### Assignment
Below are some records. Return exactly the lines from the one with "Plain rules. Mark every instance of the street" to the one with "Target: sandy seabed", and nothing else.

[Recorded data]
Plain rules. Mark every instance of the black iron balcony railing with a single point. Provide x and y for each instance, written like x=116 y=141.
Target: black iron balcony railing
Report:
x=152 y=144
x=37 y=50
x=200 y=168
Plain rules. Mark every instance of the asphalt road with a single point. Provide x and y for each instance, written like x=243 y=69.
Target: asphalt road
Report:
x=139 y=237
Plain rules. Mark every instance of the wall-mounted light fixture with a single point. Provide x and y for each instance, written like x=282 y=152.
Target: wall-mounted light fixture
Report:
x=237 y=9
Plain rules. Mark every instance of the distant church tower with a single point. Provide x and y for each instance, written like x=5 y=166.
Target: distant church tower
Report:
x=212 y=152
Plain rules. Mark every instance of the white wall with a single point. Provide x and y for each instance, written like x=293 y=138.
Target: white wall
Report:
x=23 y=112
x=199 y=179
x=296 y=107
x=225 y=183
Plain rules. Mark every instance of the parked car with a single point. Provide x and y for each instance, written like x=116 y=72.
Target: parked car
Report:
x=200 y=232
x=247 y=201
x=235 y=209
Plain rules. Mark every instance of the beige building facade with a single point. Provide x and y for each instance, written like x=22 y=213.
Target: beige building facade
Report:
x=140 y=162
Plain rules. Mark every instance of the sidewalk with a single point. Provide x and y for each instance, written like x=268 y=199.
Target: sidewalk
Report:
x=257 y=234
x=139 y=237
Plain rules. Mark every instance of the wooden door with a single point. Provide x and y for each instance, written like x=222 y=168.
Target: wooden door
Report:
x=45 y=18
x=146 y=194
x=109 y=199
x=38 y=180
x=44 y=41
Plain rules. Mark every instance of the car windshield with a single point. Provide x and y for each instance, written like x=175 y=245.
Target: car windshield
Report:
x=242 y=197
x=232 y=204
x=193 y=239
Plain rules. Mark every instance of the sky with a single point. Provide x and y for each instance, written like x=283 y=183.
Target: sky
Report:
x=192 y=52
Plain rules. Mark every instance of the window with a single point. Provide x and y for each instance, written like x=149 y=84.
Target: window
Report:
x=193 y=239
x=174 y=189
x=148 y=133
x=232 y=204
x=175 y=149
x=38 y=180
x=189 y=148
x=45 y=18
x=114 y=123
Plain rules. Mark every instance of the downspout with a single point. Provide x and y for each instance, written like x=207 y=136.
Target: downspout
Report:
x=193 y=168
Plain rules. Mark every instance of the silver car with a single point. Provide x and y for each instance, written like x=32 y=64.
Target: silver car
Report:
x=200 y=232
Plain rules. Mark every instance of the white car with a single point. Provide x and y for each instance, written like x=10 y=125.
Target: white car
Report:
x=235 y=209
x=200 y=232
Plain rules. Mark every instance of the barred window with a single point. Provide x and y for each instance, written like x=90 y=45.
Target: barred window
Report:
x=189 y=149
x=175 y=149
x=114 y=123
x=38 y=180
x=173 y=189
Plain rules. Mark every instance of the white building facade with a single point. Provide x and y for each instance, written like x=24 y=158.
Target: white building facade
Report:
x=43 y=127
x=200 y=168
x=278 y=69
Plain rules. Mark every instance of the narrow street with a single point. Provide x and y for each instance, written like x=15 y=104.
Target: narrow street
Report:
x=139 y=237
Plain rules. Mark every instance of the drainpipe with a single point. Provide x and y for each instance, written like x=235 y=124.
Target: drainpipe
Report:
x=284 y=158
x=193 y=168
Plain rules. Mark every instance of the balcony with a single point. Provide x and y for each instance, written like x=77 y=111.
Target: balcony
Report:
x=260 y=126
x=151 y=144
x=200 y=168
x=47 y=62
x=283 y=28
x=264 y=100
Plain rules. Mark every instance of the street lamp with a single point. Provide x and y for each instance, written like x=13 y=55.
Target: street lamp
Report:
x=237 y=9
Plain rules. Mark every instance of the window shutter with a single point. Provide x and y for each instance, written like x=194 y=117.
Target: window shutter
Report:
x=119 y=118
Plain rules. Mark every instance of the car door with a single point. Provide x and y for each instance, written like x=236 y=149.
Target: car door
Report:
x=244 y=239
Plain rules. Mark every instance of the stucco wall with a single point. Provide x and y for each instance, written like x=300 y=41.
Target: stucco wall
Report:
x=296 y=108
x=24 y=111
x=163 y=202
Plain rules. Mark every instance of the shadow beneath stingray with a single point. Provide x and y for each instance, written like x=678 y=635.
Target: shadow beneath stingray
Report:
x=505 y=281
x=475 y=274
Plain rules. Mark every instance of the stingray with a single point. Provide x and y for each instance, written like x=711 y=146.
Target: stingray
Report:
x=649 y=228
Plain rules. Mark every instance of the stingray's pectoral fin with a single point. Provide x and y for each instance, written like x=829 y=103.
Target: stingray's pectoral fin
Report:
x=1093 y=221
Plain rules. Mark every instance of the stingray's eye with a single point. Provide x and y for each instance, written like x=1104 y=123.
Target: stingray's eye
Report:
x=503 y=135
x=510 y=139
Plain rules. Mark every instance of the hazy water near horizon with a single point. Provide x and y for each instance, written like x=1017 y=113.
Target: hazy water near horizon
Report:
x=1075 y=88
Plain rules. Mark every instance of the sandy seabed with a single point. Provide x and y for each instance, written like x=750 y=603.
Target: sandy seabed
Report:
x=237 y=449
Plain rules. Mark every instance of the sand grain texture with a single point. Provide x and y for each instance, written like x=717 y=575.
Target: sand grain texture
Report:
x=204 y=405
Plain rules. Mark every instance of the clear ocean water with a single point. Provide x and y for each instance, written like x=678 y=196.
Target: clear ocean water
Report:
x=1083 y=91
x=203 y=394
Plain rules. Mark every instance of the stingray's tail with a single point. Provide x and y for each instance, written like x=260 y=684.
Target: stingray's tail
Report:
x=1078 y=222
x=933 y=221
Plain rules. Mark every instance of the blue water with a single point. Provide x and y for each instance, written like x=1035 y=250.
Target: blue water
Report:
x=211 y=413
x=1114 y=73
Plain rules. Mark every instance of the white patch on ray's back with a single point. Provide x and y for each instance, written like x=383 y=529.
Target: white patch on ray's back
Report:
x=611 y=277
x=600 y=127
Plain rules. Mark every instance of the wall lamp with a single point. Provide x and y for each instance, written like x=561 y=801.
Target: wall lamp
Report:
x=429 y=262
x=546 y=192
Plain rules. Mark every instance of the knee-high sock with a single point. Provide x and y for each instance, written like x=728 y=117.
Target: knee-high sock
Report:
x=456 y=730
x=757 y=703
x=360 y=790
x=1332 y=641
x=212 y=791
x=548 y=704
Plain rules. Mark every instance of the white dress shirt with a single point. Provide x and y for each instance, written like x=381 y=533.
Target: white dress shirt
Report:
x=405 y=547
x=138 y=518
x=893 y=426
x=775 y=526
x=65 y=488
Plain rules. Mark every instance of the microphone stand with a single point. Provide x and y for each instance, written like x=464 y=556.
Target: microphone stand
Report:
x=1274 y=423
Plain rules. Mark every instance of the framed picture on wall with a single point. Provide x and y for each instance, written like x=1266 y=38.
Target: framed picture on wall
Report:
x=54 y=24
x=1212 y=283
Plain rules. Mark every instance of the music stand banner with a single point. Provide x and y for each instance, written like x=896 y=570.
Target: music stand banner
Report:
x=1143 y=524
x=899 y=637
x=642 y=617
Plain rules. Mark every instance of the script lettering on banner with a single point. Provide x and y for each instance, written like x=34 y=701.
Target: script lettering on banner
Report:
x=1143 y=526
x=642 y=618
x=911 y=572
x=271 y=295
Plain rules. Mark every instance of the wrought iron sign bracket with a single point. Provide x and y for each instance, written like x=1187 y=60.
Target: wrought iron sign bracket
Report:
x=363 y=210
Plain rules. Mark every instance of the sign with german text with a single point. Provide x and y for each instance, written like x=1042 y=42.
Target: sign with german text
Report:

### Task answer
Plain rules. Mark every instance of the street lamp with a single point. Provide x and y for each instance, written like x=13 y=55.
Target: street lamp
Report:
x=237 y=9
Plain rules. Mark every instance of the window shutter with a single point. Provide x and y for each instance, written like x=194 y=117.
Target: window shutter
Report:
x=119 y=118
Plain rules. Mark every instance of the car door with a single point. Provide x and y for each instance, written like x=236 y=149.
Target: car door
Report:
x=244 y=239
Plain rules. Mark every instance of the stucco wall with a single point. Provide x and y for each instance, written like x=300 y=41.
Target: stucco wall
Report:
x=296 y=108
x=24 y=111
x=163 y=202
Plain rules. Mark every instance of the shadow beneath stingray with a single point. Provide x and y for each instance, written like x=678 y=635.
Target: shadow beneath stingray
Report:
x=505 y=281
x=475 y=274
Plain rules. Mark every instance of the stingray with a single point. Provide x and y for each instance, written like x=711 y=146.
Target: stingray
Report:
x=649 y=228
Plain rules. Mark every instance of the stingray's pectoral fin with a single point. Provide x and y for each instance, written like x=829 y=103.
Target: stingray's pectoral fin
Report:
x=1093 y=221
Plain rules. Mark every instance of the stingray's eye with a single point. Provide x and y for each instance, written like x=1104 y=123.
Target: stingray's eye
Report:
x=503 y=135
x=510 y=139
Plain rules. Mark every instance of the hazy water near horizon with a single point. Provide x and y for each instance, written like x=1017 y=113.
Target: hazy water near horizon
Report:
x=1075 y=88
Plain rules. Mark every instance of the sandy seabed with a single point. Provide x and y for each instance, written like x=750 y=603.
Target: sandy seabed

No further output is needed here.